Приведённый отрывок.
|---|

Об этом он рассказал в интервью изданию Украина.ру.
– Ростислав, вопрос о зерновой сделке. Остается меньше месяца до 18 июля, срока ее продления или непродления. Какую миссию со стороны России несла эта сделка и почему она может быть прекращена? Пора уже с ней попрощаться?
– С ней бы попрощались раньше, но у Эрдогана внезапно случился второй тур выборов. А так понятно, какую роль она играла. России необходим был благожелательный нейтралитет Турции. Турки, не будь дураки, хотели на этом деле заработать.
Тем более, что позиция Эрдогана тоже была понятна – вам нужен нейтралитет Турции, это могу обеспечить я, Эрдоган. Если я сейчас проиграю, будет кто-то другой – Турция не будет нейтральна, она будет выступать против вас. Чтобы я сохранился – надо, чтобы меня любил народ. Вот у меня мукомолы на этом зерне зарабатывают, мало ли кто еще там зарабатывает.
Если зерно будет сейчас идти через Турцию, соответственно, Турция получит определенные бонусы, народ будет ко мне лучше относиться, он за меня потом проголосует.
Поэтому зерновая сделка действовала и продлевалась на протяжении длительного времени. Но не только поэтому – там были интересы, там наша компания, мы пытались через нее продавливать, но без особого успеха.
Были интересы пропагандистские, которые достаточно эффективно использовали, когда всему миру рассказали, что зерно, которое мы отпустили для голодающих Африки и прочих ее окрестностей, украла Европа, все зерно отправилось в Европу, и от этого в Африке стало только голоднее.
Просто это уже давно отработанный материал, и единственное, что удерживало сделку на плаву – это тоже было понятно – это необходимость переизбрания Эрдогана.

|---|

Сохранённые данные.

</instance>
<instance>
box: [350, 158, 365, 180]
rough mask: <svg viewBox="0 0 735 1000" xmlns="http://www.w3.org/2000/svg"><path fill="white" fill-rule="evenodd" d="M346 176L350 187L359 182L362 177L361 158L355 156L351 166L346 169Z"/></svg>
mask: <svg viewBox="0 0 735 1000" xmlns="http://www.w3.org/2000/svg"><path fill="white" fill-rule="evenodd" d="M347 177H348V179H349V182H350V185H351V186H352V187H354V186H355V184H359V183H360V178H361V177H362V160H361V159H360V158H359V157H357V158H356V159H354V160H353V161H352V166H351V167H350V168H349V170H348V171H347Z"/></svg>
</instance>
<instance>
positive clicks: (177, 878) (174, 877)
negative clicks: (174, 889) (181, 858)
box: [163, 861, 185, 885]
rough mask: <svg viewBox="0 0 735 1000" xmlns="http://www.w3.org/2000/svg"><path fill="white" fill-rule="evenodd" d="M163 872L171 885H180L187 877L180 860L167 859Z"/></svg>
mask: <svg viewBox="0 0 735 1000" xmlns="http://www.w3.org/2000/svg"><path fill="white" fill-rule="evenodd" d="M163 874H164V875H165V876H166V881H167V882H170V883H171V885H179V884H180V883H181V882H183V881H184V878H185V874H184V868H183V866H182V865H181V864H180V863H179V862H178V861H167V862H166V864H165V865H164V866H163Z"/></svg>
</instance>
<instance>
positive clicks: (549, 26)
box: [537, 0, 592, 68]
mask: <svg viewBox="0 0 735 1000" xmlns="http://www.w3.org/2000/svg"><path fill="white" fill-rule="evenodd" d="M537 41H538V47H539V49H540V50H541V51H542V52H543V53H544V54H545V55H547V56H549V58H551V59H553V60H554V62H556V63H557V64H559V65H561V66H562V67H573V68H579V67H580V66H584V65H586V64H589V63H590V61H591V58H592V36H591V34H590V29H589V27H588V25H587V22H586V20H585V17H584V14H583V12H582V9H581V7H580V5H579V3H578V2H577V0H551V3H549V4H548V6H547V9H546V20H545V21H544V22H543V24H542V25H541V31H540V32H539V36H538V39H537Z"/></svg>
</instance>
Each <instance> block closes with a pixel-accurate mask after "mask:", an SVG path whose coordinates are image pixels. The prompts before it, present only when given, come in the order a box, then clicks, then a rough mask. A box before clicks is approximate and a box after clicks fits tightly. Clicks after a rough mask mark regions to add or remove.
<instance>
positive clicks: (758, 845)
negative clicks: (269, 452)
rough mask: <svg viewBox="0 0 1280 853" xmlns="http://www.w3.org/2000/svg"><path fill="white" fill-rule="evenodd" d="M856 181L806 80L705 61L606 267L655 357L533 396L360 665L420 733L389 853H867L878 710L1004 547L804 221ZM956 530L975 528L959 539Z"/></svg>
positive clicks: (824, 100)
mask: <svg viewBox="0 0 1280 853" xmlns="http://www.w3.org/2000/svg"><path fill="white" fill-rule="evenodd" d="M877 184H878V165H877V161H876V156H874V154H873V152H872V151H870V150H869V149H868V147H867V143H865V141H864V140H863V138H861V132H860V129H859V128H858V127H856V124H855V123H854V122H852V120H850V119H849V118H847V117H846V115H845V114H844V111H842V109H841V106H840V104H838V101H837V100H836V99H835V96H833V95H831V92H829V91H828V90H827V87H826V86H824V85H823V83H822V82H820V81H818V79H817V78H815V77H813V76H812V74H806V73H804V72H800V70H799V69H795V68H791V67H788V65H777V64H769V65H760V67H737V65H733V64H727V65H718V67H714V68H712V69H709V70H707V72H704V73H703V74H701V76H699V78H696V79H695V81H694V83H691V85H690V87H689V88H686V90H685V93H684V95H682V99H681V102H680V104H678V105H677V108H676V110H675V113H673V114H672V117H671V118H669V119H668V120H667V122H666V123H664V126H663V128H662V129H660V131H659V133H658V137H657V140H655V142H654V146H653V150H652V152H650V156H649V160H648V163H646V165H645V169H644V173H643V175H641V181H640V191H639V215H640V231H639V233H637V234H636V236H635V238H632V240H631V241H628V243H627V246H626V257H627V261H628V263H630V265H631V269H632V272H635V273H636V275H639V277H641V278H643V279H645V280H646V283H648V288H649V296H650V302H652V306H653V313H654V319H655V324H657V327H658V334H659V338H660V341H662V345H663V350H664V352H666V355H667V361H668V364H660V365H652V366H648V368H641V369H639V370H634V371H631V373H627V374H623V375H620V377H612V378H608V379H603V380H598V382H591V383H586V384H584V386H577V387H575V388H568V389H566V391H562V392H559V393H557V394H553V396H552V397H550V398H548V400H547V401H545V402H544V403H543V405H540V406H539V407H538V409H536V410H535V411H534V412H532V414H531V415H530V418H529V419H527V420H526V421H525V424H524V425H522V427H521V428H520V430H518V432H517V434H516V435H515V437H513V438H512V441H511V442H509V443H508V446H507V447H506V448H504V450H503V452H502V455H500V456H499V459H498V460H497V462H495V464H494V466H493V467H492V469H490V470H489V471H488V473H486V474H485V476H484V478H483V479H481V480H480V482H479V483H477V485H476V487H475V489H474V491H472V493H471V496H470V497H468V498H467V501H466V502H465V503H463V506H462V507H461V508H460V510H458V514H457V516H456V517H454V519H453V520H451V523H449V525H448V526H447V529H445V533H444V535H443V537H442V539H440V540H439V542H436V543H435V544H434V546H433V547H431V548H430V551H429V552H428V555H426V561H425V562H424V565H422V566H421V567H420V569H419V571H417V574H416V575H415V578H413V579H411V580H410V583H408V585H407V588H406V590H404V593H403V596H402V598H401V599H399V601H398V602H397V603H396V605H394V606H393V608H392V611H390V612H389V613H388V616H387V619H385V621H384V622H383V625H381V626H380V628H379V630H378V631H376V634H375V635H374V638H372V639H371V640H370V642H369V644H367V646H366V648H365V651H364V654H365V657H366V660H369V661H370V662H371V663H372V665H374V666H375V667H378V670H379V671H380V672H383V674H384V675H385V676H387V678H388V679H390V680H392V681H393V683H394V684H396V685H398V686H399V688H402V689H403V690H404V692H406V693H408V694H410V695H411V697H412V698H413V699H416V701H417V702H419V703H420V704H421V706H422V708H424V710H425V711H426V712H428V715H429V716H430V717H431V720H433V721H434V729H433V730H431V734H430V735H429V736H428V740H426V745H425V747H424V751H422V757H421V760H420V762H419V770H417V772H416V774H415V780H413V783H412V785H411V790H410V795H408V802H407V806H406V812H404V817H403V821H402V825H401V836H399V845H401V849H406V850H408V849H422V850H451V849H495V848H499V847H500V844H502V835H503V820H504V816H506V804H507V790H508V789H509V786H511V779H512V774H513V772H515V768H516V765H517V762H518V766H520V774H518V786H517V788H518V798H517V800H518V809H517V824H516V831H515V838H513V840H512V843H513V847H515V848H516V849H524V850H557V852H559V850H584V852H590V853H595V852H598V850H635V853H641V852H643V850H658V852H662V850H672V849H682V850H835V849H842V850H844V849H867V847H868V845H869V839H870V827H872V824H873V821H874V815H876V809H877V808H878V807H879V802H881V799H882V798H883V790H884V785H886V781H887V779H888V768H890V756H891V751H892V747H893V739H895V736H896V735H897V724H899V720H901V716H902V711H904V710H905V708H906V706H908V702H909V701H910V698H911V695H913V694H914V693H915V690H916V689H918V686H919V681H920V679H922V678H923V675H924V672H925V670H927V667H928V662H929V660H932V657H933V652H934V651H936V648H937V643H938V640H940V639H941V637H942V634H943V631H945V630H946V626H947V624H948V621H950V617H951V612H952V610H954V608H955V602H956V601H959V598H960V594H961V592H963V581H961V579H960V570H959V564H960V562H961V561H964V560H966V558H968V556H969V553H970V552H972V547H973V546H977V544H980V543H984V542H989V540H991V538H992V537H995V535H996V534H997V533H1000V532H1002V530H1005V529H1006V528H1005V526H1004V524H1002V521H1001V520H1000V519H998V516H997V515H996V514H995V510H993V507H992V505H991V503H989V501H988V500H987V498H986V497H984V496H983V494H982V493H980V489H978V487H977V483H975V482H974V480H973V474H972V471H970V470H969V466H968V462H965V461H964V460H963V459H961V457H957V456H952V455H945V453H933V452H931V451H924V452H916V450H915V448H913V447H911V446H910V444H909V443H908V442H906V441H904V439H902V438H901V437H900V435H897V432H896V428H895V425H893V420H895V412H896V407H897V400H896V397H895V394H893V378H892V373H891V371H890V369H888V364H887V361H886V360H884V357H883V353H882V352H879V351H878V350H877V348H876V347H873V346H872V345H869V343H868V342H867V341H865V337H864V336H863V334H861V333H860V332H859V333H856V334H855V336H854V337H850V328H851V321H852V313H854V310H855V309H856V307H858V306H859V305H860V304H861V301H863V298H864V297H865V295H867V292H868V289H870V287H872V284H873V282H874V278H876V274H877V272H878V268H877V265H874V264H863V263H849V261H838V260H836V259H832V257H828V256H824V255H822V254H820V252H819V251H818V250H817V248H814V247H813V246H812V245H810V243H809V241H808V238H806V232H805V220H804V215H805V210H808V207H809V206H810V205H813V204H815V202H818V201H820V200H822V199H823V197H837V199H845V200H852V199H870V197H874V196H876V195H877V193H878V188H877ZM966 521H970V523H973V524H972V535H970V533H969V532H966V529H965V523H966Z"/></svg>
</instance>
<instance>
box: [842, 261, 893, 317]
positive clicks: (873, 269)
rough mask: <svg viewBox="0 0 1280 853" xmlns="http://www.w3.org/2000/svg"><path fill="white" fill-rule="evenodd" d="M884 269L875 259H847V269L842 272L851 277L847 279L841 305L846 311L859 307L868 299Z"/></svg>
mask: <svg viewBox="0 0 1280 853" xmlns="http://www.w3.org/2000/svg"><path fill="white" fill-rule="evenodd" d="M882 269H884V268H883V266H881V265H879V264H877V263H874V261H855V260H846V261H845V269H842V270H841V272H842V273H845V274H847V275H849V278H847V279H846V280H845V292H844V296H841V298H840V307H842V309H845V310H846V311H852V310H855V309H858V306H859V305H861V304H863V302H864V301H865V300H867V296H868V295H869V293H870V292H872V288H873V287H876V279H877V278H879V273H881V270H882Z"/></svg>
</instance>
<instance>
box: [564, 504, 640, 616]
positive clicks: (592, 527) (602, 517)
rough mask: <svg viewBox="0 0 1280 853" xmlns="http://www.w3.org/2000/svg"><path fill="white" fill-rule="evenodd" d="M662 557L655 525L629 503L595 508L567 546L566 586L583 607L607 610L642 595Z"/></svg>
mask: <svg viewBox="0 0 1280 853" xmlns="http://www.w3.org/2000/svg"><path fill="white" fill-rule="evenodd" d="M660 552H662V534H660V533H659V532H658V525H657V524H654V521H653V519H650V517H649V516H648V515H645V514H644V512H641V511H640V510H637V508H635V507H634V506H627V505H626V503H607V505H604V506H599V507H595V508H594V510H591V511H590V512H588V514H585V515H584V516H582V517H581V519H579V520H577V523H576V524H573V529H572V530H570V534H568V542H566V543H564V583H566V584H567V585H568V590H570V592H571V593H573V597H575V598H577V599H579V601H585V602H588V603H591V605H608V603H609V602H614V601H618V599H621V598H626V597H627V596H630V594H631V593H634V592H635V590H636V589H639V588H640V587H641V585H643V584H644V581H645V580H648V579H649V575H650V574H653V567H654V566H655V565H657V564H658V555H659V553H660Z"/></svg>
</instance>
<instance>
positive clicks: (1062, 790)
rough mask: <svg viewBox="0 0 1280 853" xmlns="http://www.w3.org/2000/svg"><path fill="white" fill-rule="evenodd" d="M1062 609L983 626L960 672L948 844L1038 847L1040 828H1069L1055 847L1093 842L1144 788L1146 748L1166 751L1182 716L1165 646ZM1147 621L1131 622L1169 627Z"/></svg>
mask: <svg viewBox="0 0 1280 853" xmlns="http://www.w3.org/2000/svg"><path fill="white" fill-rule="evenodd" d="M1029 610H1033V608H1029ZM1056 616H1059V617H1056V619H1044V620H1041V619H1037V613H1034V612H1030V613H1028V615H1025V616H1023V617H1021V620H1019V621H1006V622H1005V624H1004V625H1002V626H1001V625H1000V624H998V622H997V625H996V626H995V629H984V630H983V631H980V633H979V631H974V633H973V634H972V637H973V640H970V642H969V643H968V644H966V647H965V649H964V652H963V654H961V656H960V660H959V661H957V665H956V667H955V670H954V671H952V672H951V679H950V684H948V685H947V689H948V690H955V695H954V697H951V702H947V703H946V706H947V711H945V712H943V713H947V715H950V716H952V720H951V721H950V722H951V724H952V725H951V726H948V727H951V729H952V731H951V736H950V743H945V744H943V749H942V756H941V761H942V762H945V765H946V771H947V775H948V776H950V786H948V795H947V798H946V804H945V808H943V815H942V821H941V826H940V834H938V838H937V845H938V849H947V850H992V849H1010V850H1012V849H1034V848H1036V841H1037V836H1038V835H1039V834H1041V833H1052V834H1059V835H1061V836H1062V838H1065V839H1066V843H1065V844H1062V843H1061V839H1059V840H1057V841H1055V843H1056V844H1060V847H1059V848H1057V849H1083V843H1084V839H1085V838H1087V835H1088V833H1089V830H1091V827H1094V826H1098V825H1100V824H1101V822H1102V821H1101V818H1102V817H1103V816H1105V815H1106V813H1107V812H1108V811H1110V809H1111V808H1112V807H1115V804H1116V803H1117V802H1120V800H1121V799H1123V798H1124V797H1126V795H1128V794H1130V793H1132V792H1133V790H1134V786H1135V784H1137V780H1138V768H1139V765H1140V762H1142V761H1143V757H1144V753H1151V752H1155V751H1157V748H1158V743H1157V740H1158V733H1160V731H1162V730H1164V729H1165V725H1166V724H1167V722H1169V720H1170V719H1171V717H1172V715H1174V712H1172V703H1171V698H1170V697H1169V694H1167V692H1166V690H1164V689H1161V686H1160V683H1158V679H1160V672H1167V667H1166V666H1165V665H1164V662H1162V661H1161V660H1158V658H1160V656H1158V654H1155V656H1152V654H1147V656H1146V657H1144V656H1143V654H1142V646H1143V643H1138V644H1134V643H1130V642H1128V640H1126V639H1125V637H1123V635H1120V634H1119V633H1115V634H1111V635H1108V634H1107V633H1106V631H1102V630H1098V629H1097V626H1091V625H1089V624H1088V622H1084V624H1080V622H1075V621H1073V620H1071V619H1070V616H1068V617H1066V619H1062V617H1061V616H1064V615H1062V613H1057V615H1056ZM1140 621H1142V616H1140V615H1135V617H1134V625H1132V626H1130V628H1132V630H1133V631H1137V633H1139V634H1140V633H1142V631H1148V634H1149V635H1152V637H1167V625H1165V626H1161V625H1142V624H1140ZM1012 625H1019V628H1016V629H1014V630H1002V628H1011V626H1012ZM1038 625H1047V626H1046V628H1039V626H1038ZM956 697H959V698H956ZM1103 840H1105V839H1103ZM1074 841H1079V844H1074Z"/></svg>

|---|

Задание.
Ответьте по отрывку из интервью о зерновой сделке:
(а) Какое число названо сроком продления или непродления сделки?
(б) Что, по словам отвечающего, было необходимо России со стороны Турции?
(в) Что, согласно концу отрывка, было единственным, что удерживало сделку на плаву?

Ответ ниже.
(а) 18 июля.
(б) Благожелательный нейтралитет Турции.
(в) Необходимость переизбрания Эрдогана.